** start of RECORD LIST **
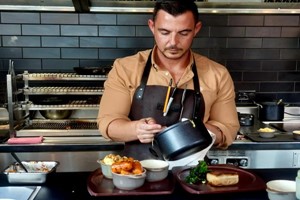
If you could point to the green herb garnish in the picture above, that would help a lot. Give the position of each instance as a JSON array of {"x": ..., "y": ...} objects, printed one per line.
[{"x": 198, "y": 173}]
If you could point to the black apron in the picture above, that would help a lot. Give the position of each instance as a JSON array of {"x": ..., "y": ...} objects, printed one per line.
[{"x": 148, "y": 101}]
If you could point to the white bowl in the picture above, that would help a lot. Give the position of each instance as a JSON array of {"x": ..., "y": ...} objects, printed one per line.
** end of RECORD LIST **
** start of RECORD LIST **
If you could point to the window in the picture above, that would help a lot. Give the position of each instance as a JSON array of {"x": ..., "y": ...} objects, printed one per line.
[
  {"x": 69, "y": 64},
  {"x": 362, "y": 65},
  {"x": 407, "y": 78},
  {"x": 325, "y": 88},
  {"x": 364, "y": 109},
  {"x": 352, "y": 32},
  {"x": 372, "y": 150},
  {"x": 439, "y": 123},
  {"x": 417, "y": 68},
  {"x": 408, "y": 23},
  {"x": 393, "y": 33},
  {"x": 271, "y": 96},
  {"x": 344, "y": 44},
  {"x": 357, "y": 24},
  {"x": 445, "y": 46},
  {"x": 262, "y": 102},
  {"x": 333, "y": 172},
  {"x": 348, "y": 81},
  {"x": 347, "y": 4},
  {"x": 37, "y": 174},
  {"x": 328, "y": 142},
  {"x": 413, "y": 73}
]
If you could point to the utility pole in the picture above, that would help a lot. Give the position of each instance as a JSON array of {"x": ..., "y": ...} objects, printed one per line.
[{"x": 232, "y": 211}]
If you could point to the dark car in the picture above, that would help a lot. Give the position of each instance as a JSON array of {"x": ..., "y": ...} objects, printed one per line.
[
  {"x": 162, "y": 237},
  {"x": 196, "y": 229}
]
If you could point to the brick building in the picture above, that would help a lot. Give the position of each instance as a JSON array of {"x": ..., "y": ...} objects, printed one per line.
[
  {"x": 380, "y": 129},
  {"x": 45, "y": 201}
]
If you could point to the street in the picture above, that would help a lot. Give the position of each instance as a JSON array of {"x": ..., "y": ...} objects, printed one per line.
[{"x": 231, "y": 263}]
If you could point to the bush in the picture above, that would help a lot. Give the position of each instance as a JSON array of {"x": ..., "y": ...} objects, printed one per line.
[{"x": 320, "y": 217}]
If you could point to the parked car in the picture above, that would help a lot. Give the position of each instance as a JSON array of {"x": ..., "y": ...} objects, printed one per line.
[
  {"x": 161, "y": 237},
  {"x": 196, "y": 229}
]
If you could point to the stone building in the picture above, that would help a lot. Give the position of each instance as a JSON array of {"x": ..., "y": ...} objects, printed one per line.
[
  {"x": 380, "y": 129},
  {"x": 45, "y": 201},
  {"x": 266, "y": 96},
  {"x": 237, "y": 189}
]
** end of RECORD LIST **
WHAT YOU NEED TO DO >> In the data, take the lines beginning at the one that contains "If you could point to the green" and ending after the one that contains "If you could point to the white". Switch "instance" to "occurrence" and give back only those lines, otherwise unchanged.

FULL RESPONSE >>
If you could point to the green herb garnish in the picture above, that would help a lot. Give the position of each occurrence as a JSON array of {"x": ..., "y": ...} objects, printed one per line.
[{"x": 198, "y": 173}]
If you could point to the black apron in the picture above, that would help a lot. Give the position of each occurrence as a JSON array of {"x": ..., "y": ...} objects, printed one per line.
[{"x": 148, "y": 101}]
If you could point to the white bowl in the picture above, that would help a lot. Give the position of each occurrence as a JSON array of {"x": ..., "y": ...} objects, printed one per line.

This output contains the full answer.